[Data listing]
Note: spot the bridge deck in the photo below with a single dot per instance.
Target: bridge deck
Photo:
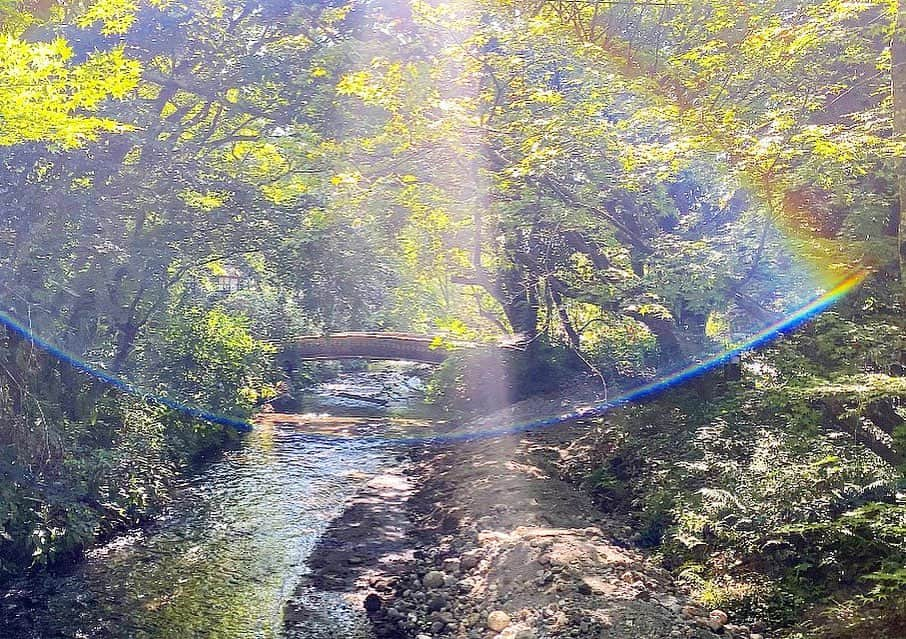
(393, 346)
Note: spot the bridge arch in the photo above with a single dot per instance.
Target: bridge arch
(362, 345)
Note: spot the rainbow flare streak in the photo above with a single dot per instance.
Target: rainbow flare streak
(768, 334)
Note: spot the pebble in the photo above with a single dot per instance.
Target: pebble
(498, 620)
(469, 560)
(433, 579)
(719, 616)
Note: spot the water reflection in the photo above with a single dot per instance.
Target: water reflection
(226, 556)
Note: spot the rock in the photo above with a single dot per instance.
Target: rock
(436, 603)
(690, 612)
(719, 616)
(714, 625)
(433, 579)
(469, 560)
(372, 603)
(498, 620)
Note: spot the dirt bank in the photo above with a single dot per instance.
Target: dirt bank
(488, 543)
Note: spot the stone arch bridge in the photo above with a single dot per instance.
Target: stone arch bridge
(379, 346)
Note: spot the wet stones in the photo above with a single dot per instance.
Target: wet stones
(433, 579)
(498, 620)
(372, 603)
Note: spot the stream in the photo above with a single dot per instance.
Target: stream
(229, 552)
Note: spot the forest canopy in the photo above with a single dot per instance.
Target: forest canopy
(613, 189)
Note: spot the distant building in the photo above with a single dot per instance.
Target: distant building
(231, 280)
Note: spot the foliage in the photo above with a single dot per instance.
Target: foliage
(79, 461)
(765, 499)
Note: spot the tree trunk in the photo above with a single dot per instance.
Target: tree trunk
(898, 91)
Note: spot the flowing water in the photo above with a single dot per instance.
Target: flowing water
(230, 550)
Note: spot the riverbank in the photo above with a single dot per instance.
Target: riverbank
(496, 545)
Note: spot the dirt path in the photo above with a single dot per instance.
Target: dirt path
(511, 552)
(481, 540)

---

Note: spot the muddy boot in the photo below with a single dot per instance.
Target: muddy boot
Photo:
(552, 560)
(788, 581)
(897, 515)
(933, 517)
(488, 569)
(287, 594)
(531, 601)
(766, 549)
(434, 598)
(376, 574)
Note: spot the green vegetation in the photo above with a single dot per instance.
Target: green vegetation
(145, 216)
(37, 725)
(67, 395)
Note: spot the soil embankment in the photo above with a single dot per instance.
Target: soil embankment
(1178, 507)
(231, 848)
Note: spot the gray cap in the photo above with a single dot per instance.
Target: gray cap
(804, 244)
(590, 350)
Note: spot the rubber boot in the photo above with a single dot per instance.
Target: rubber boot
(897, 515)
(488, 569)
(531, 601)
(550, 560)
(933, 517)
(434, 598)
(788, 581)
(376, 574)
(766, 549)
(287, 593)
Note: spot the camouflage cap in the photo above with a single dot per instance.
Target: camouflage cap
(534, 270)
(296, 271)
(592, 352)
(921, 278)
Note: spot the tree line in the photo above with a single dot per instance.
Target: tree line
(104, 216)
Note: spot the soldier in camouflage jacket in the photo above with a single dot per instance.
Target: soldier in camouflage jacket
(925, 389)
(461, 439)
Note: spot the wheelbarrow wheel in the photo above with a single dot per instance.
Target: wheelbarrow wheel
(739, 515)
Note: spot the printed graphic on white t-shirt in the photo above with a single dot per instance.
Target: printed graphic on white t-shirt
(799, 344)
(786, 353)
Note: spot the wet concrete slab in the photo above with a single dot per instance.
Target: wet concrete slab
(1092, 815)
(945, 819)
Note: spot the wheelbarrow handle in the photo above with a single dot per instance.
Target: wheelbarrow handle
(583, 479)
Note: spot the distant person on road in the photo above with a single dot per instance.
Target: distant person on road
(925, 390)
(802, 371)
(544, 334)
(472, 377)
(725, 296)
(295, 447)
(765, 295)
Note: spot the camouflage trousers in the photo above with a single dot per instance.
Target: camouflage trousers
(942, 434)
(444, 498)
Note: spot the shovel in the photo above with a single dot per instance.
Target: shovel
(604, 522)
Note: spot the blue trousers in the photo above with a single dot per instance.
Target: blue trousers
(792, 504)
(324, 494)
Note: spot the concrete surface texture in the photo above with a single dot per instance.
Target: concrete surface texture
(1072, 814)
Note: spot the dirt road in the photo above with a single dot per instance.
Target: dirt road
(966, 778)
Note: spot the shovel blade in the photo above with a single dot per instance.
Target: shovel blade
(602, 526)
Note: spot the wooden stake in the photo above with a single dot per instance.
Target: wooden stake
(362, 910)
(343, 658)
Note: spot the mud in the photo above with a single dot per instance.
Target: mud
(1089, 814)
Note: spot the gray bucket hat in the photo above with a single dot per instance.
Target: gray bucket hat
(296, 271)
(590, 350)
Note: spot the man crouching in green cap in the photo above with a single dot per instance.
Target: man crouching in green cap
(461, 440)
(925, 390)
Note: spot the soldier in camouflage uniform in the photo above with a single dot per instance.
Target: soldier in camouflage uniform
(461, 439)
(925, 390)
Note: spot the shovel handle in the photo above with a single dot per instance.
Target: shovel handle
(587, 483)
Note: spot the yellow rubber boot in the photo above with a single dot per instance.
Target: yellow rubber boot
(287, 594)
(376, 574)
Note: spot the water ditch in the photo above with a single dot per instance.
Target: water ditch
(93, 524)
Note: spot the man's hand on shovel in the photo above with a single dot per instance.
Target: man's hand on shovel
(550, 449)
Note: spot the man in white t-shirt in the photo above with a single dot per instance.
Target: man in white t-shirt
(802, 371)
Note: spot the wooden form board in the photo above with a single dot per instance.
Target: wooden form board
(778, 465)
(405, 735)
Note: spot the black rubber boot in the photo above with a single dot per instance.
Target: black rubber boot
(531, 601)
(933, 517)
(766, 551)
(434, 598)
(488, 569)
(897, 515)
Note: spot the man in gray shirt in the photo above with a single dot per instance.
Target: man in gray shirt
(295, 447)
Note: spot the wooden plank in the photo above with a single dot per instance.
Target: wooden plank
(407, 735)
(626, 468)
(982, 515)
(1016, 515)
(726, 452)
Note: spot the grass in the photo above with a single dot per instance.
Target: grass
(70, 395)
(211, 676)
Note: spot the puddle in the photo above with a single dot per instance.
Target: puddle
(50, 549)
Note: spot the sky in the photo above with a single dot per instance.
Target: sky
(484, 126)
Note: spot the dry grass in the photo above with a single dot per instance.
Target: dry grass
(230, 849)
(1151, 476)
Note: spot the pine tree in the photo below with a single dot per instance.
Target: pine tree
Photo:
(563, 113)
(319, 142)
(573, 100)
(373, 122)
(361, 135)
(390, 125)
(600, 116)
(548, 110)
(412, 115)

* * *

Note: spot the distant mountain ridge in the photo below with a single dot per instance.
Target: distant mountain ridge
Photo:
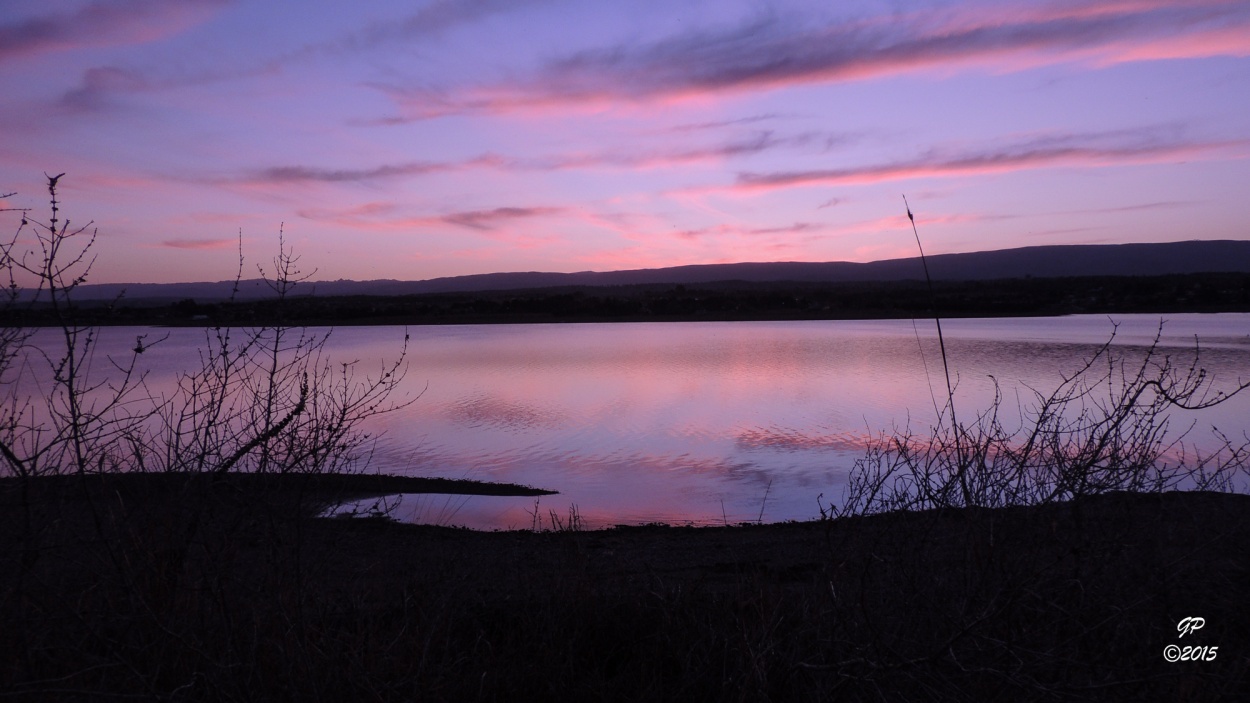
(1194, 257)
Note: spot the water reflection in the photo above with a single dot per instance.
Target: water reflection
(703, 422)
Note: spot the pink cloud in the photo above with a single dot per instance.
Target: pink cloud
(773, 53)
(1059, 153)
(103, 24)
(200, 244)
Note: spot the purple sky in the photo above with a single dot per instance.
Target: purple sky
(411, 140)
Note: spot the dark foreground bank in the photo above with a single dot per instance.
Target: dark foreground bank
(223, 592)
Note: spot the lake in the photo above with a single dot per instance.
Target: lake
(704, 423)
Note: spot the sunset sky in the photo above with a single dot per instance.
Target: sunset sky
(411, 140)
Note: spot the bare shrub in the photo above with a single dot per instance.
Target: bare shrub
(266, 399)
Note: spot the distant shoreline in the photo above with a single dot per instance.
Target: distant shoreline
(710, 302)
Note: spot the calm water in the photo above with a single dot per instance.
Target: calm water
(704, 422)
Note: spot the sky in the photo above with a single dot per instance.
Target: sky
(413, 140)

▶ EXERCISE DIRECTIONS:
Locate each line of the listing above that contains the word "plank" and copy those lines.

▶ TASK SOLUTION:
Note: spot the wooden plank in the photo above with a single dot per instance.
Target: wooden plank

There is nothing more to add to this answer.